▶ _Stated exercise_: Repeat the lines below word for word, leaving the pictures out of your answer.

┄┄┄┄┄┄

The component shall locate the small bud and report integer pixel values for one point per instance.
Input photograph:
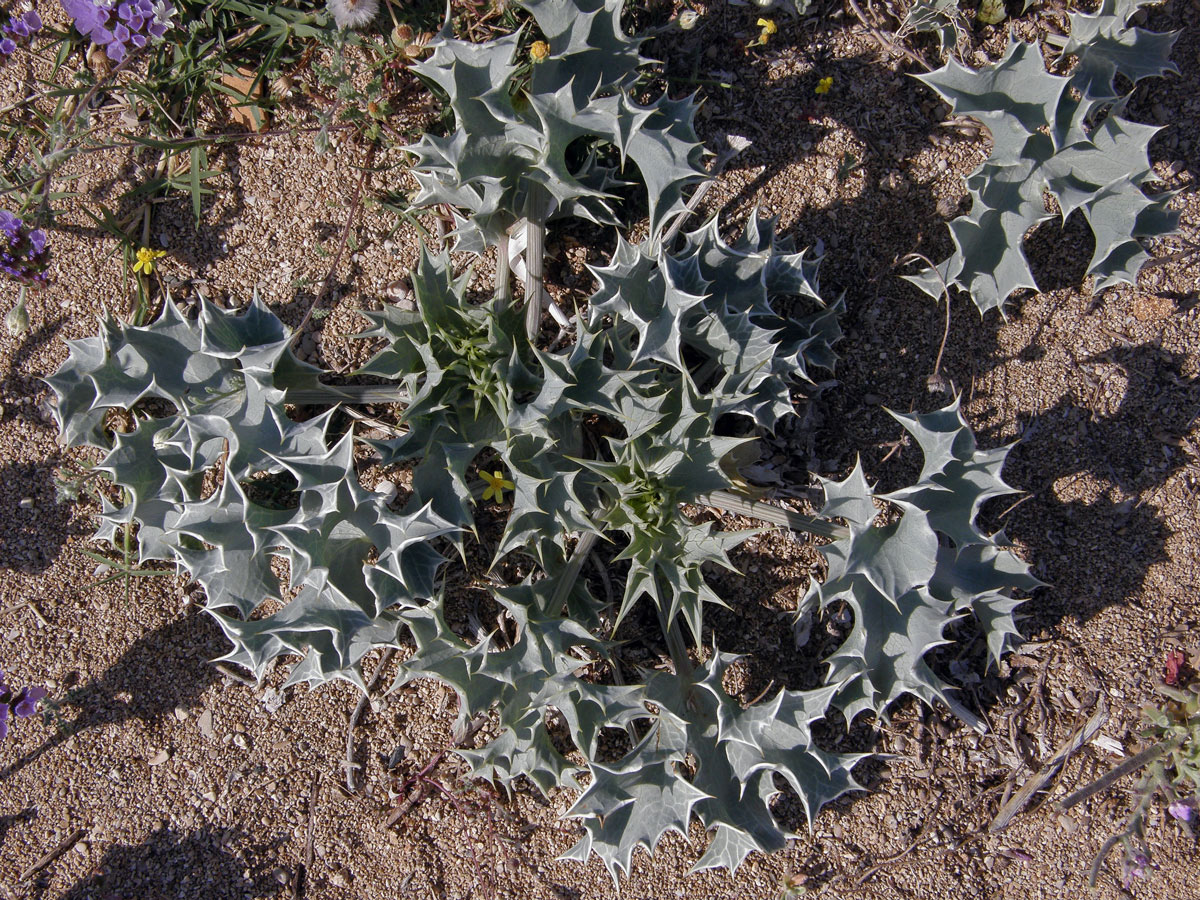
(402, 35)
(1182, 810)
(991, 12)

┄┄┄┄┄┄

▶ _Full output_:
The component shall locate the small bud and report integer pixel values for one point per instance.
Input photograph:
(402, 35)
(1182, 810)
(991, 12)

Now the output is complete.